- Stated goal:
Convert the lines of the items from the one containing "Guideline: the keypoint for each instance of the street light" through the last line into a JSON list of strings, with one string per line and blank lines omitted.

- Provided data:
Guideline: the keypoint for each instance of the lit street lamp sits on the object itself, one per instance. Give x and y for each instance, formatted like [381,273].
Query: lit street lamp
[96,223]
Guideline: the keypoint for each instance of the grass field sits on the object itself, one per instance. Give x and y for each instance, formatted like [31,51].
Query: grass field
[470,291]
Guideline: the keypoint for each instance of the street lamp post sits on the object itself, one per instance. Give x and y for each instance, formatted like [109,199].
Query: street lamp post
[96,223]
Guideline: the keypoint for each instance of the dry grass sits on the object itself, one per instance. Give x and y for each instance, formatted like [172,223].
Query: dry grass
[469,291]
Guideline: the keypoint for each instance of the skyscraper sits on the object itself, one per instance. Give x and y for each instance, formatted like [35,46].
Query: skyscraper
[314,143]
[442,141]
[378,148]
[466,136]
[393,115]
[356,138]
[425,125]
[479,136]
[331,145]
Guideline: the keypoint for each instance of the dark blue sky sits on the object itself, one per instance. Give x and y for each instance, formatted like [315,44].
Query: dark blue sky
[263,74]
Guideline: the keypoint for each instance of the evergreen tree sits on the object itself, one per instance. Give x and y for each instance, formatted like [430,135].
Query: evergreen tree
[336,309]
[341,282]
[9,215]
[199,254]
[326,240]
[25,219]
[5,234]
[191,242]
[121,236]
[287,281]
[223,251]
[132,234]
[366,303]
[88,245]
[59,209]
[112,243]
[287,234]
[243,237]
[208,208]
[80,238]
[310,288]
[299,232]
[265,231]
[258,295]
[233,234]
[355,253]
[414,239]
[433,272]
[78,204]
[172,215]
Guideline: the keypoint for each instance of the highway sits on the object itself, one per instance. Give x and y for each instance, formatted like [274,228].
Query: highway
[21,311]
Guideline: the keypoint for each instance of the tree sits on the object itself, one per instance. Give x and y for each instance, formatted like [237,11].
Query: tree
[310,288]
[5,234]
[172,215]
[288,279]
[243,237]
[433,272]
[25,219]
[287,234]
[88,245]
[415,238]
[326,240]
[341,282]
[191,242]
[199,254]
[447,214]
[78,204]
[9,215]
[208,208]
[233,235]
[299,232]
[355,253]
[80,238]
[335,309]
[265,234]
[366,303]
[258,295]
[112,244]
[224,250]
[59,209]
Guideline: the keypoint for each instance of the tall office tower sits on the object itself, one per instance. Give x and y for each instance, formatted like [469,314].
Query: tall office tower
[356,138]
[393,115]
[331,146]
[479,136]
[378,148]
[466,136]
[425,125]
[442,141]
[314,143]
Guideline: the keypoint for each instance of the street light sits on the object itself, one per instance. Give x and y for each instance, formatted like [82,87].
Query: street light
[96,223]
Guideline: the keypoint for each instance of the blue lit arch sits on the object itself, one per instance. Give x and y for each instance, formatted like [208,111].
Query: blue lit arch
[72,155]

- Result of this task:
[
  "Guideline: the keypoint for each instance of the street light sits on the object itself, one per instance. Give x and y for each instance, formatted like [82,87].",
  "Query: street light",
  "[96,223]",
  "Guideline: the keypoint for each instance of the blue lit arch sits on the object itself, one per instance. Give x and y for each instance, formatted like [208,111].",
  "Query: blue lit arch",
  "[72,155]"
]